What to produce: Copy out only the span from the line with "point: the sports" to the end of the data, both ends kept, word for word.

======== Dataset content ========

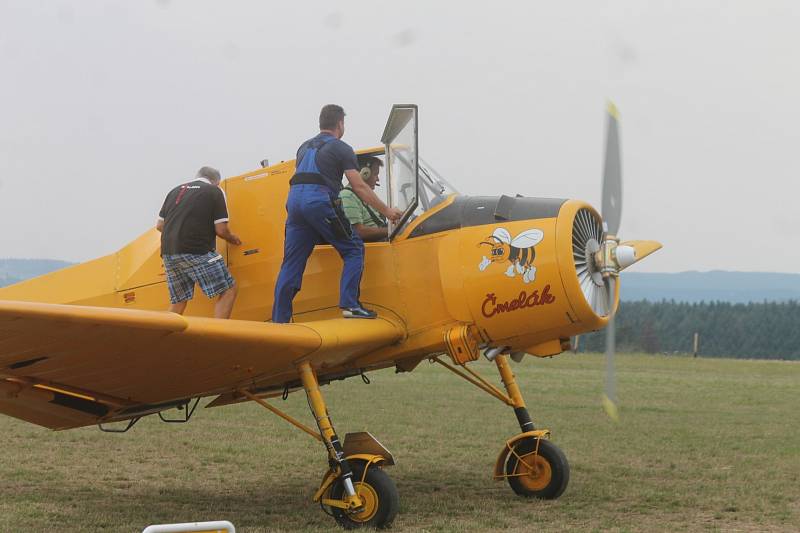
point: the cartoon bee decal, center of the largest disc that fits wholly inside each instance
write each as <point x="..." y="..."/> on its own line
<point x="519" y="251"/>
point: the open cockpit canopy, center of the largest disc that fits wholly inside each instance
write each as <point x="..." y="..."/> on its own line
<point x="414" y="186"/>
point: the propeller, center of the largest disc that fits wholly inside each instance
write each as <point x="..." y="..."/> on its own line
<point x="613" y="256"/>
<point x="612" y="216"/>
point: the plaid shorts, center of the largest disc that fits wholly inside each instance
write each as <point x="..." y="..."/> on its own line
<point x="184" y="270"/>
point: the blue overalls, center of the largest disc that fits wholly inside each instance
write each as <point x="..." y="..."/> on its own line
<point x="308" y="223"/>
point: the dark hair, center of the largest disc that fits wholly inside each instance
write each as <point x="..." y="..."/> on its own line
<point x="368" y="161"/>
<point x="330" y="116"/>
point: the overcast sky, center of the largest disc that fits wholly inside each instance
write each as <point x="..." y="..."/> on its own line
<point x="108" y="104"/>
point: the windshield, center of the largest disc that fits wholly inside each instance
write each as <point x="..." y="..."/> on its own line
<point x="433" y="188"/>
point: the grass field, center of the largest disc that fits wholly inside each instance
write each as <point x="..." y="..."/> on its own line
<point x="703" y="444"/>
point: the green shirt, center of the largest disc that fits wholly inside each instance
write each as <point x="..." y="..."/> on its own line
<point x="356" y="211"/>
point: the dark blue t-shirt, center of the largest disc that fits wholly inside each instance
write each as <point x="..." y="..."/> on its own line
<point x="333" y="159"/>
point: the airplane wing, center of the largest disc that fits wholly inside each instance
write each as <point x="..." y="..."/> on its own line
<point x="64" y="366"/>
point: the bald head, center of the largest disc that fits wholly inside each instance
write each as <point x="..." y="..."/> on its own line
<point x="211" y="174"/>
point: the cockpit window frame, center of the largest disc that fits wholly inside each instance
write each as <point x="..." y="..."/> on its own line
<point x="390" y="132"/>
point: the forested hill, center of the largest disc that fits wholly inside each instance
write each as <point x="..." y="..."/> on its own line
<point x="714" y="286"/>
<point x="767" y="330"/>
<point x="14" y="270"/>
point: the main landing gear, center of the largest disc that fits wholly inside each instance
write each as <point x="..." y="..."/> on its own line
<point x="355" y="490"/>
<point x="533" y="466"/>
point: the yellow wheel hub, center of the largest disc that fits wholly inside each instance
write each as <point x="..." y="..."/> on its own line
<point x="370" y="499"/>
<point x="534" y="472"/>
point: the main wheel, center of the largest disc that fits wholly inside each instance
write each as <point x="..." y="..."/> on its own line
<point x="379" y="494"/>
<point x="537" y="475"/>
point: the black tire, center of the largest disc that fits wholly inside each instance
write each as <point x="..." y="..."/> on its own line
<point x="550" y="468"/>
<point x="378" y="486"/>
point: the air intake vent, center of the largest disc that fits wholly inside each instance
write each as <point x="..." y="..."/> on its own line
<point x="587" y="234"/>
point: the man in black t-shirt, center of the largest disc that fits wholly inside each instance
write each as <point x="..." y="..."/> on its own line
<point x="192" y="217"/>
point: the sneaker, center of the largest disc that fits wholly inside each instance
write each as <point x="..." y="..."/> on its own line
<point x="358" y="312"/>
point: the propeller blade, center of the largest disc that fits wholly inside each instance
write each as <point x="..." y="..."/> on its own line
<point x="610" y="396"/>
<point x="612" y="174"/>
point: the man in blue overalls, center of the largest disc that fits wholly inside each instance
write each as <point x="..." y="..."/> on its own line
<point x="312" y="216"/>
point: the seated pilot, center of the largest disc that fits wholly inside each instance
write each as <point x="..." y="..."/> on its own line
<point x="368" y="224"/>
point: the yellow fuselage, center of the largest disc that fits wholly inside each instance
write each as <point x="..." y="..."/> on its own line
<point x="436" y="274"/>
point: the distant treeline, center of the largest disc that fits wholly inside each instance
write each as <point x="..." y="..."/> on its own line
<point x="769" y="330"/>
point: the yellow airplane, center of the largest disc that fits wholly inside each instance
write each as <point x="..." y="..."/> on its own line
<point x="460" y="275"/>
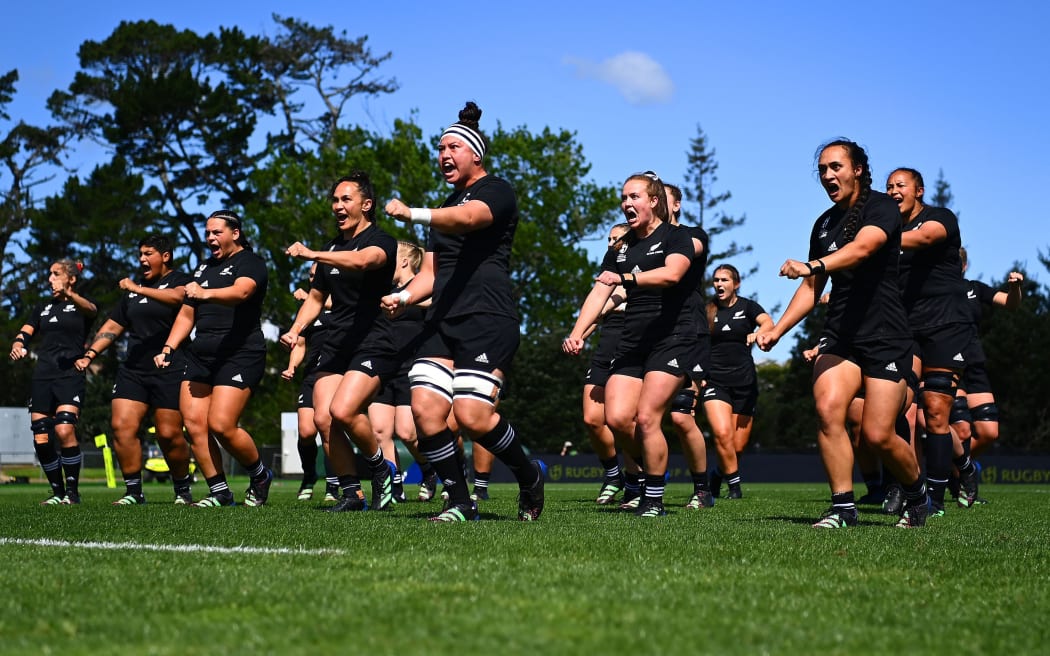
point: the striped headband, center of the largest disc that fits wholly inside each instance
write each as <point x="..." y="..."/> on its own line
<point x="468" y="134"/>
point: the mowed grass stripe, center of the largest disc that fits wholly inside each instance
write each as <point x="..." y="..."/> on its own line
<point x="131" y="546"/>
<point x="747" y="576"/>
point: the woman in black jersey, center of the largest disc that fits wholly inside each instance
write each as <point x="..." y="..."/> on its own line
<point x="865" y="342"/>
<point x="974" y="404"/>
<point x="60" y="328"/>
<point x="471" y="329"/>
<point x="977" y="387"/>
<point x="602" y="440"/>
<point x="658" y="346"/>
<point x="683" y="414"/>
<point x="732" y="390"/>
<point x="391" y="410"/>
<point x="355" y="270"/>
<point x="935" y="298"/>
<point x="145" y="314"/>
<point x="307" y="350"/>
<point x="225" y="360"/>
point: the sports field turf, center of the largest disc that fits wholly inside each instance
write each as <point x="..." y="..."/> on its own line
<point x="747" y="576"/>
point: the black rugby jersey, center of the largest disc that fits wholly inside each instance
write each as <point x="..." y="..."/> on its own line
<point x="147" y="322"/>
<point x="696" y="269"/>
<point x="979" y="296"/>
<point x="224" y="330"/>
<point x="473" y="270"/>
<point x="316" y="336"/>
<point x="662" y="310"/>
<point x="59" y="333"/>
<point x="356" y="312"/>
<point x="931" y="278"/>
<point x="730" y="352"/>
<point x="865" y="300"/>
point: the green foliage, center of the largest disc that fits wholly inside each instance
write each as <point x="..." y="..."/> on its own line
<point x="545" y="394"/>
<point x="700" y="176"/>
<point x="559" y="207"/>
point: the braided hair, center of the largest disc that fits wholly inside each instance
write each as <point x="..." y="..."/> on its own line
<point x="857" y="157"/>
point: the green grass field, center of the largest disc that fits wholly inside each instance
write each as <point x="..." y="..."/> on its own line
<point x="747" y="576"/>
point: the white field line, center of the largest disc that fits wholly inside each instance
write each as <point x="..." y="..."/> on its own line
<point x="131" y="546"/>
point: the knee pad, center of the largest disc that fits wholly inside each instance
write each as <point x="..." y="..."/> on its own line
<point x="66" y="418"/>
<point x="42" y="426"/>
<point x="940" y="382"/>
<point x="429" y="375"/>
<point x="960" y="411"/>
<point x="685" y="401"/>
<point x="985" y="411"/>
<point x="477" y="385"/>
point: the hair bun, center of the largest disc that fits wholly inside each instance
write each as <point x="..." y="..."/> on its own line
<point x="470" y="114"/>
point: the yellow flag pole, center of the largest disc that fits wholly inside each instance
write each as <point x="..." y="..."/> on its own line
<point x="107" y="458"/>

========

Solution for this exercise:
point: the sports field turf, center of the largest disc that fits wholly inside each instance
write each as <point x="..." y="..."/> on its own line
<point x="747" y="576"/>
point: the black rugby jersey, center of the largest disc that fits wholly inside each instance
write each as <point x="..." y="..."/> on its own line
<point x="147" y="322"/>
<point x="696" y="269"/>
<point x="979" y="296"/>
<point x="224" y="330"/>
<point x="473" y="270"/>
<point x="316" y="336"/>
<point x="662" y="310"/>
<point x="59" y="333"/>
<point x="356" y="312"/>
<point x="931" y="278"/>
<point x="730" y="352"/>
<point x="865" y="300"/>
point: the green foliage, center of the largest disc that fits wholly inside each instance
write each as <point x="..." y="..."/> on its own line
<point x="545" y="394"/>
<point x="700" y="176"/>
<point x="559" y="207"/>
point: the braided hair, center of the largest disc that fits wholly inside each instance
write each as <point x="..." y="..."/> on its own line
<point x="857" y="157"/>
point: the green grass field, center of the largest disc that fits wholly inside each instance
write each as <point x="..." y="..."/> on its own line
<point x="747" y="576"/>
point: the white field line, center of the largest disc that fits wholly inside each instance
write each as <point x="..." y="..."/> on its own line
<point x="131" y="546"/>
point: the knee pad, center of the largest disc that fits wholly inside each instance
write each as <point x="..." y="..."/> on its own line
<point x="66" y="418"/>
<point x="42" y="426"/>
<point x="940" y="382"/>
<point x="429" y="375"/>
<point x="960" y="411"/>
<point x="685" y="401"/>
<point x="985" y="411"/>
<point x="477" y="385"/>
point: the hair bun, center of the largest disc that fits wholly inside each instance
write each as <point x="..." y="..."/> on its own line
<point x="470" y="114"/>
point: the yellow flag pole, center of the largest disc that fits wholly inside each instance
write each as <point x="..." y="..."/> on its own line
<point x="107" y="458"/>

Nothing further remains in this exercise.